## Set of tasks
(1) Quote the passage on Christianity's beginnings word for word, from "The conception, birth, life, public" to "David and Isaiah.".
(2) The passage on Christianity's beginnings says that the experience at Jesus's baptism is consistent with the calls of certain people. List those people.

## Page extract
+ + + + +
Around 3757 in the Hebrew calendar ‘In the sixth month the angel Gabriel was sent by God to a town in Galilee called Nazareth, to a virgin engaged to a man whose name was Joseph, of the house of David. The virgin's name was Mary. And he came to her and said, "Greetings, favoured one! The Lord is with you." But she was much perplexed by his words and pondered what sort of greeting this might be. The angel said to her, "Do not be afraid, Mary, for you have found favour with God. And now, you will conceive in your womb and bear a son, and you will name him Jesus. He will be great, and will be called the Son of the Most High, and the Lord God will give to him the throne of his ancestor David. He will reign over the house of Jacob forever, and of his kingdom there will be no end' (Luke 1 : 26 - 33). This is the paramount apprehension of God in human experience. It was incarnational. It was the very beginning of Christianity.
The conception, birth, life, public ministry, death and resurrection of Jesus occurred within the spiritual universe. This makes sense of what appears to some twenty-first century minds as improbable, mythical, delusional, deceptive and nonsensical. The Gospel of Mark reads ‘At that time Jesus came from Nazareth in Galilee and was baptised by John in the Jordan. Just as Jesus was coming up out of the water, he saw heaven being torn open and the Spirit descending on him like a dove. And a voice came from heaven: ‘You are my Son, whom I love; with you I am well pleased' (Mark 1 : 9 – 11). There is consistency and context in this experience with the calls of Abram, Moses, David and Isaiah.
+ + + + +
## Record excerpts
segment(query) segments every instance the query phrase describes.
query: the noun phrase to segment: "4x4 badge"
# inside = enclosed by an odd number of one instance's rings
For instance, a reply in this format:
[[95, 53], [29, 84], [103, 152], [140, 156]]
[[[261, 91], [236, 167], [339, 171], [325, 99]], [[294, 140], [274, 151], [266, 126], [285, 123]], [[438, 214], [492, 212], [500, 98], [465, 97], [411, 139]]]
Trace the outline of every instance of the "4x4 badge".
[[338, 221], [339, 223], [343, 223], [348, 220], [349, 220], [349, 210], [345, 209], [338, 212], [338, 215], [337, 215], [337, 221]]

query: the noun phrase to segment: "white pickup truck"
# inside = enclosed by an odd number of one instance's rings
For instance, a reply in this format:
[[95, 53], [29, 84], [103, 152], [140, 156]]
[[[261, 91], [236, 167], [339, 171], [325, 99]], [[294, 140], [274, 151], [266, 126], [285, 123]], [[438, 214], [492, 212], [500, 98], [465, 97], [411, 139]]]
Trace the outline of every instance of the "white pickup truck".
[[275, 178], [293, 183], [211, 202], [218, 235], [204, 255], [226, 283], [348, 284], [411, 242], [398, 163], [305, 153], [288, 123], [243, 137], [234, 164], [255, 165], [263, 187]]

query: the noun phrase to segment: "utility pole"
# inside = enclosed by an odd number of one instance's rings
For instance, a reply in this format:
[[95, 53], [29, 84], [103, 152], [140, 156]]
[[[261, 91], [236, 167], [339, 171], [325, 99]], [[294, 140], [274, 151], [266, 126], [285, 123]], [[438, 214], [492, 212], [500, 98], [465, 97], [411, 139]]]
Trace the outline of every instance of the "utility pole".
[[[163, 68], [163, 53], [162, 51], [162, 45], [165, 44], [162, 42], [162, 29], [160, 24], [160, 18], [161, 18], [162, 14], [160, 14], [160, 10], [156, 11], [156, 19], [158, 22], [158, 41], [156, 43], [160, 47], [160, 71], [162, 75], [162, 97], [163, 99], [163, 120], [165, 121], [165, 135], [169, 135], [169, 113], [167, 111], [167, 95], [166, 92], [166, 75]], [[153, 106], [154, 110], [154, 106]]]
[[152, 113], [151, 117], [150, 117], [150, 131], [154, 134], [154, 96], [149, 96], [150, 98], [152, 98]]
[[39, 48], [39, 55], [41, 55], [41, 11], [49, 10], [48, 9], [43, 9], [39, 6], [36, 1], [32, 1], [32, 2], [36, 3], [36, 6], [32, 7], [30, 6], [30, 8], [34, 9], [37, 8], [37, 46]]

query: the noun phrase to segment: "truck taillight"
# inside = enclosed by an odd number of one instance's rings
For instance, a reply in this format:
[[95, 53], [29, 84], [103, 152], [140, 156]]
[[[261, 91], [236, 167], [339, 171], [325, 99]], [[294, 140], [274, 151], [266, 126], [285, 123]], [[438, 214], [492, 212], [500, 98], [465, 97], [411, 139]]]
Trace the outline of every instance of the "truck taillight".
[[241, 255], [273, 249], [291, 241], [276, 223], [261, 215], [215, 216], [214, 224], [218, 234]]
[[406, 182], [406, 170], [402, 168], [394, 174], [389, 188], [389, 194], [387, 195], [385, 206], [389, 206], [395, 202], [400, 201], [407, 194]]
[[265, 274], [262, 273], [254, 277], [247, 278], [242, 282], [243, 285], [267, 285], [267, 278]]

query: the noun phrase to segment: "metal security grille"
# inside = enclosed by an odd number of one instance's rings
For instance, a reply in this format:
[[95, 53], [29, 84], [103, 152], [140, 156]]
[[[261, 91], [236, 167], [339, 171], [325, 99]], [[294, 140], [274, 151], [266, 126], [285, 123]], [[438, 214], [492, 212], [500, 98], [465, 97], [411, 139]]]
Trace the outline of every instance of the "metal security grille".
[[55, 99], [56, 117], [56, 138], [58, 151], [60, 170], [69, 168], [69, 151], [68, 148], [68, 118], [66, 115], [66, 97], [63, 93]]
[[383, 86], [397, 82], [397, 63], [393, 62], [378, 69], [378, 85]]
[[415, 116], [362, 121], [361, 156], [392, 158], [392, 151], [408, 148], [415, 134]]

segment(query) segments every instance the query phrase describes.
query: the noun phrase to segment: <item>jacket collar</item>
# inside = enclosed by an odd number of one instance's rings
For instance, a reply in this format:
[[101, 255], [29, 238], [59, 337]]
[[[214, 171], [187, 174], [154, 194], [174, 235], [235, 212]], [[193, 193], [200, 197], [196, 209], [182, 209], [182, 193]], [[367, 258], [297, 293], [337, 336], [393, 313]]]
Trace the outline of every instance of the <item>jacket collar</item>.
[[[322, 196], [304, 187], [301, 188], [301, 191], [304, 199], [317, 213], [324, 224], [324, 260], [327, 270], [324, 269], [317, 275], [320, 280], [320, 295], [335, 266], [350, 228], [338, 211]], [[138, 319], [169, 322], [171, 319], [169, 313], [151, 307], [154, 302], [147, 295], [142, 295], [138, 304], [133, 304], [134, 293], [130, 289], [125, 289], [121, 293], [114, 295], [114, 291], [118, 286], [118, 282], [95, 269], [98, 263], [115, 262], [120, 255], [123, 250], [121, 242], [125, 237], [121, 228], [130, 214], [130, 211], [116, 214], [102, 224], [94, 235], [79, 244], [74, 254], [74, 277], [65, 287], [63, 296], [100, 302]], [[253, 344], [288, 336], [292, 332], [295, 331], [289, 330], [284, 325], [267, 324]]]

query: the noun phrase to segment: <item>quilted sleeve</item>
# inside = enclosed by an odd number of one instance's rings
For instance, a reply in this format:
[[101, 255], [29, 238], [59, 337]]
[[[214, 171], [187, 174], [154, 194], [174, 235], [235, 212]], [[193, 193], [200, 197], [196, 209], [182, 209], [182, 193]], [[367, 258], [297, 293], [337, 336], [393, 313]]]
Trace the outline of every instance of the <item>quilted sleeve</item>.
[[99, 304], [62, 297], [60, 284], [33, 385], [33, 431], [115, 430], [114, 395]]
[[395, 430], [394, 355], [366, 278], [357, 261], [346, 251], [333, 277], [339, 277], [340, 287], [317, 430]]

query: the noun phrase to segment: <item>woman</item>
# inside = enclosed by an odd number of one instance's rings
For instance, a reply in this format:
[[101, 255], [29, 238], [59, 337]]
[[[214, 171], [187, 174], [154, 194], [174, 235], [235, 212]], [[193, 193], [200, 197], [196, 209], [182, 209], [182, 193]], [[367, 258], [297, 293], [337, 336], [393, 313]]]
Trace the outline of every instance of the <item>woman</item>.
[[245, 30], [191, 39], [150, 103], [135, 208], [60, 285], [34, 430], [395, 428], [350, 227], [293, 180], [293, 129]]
+ + + + +
## Complete answers
(1)
The conception, birth, life, public ministry, death and resurrection of Jesus occurred within the spiritual universe. This makes sense of what appears to some twenty-first century minds as improbable, mythical, delusional, deceptive and nonsensical. The Gospel of Mark reads ‘At that time Jesus came from Nazareth in Galilee and was baptised by John in the Jordan. Just as Jesus was coming up out of the water, he saw heaven being torn open and the Spirit descending on him like a dove. And a voice came from heaven: ‘You are my Son, whom I love; with you I am well pleased' (Mark 1 : 9 – 11). There is consistency and context in this experience with the calls of Abram, Moses, David and Isaiah.

(2) Abram, Moses, David, Isaiah